### [Problem description]
Starting at the line that contains "Help me locate the damaged red" and ending at the last line of the entries below, write out every line again, requests included, with each coordinate in the answers multiplied by 1.1 and rounded to a whole number, halves up. Give only those lines.

### [Working data]
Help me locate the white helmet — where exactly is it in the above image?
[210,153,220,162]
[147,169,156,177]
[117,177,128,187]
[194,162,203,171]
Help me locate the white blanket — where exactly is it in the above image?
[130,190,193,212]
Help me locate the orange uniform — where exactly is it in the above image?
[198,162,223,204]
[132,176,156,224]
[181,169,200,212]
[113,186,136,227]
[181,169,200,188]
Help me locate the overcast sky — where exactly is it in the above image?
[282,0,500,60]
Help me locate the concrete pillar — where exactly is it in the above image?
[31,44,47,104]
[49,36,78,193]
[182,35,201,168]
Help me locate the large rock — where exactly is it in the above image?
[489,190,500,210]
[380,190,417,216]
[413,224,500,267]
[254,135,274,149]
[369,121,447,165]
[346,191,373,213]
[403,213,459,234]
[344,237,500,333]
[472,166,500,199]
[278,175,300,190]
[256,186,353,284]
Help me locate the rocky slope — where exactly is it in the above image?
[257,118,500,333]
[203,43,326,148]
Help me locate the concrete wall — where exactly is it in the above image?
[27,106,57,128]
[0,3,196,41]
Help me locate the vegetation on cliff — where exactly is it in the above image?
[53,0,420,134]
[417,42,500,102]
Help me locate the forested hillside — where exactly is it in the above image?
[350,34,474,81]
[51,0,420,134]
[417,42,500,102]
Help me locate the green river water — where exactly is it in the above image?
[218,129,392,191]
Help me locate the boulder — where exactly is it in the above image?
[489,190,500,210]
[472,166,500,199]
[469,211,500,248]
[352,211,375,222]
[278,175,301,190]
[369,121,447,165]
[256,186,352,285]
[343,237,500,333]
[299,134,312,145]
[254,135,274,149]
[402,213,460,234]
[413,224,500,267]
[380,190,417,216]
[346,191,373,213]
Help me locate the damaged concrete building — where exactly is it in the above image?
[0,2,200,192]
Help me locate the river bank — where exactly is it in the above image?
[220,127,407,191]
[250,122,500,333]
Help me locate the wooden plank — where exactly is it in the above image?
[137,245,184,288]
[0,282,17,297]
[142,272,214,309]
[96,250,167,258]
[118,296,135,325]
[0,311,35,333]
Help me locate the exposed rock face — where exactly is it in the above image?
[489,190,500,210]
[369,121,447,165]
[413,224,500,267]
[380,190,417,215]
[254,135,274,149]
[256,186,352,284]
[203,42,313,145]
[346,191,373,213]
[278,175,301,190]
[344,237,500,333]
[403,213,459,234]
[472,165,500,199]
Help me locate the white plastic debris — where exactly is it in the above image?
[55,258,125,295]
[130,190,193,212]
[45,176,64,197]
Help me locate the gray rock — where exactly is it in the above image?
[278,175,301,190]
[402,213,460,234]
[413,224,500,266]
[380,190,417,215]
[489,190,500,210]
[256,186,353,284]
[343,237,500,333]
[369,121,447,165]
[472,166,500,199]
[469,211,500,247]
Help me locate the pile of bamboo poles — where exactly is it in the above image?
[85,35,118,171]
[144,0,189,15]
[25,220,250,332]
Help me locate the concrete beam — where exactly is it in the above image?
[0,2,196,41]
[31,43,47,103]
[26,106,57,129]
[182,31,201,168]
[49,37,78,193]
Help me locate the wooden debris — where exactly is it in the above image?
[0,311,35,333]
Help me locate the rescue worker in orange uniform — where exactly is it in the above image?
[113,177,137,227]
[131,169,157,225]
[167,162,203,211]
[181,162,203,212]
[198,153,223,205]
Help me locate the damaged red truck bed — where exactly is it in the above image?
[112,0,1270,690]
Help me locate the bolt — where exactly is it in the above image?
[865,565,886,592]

### [Solution to this task]
Help me locate the damaged red truck bed — where exactly is it in the above image?
[123,0,1397,759]
Help me locate the bolt — where exactly is it in the above image?
[952,622,975,651]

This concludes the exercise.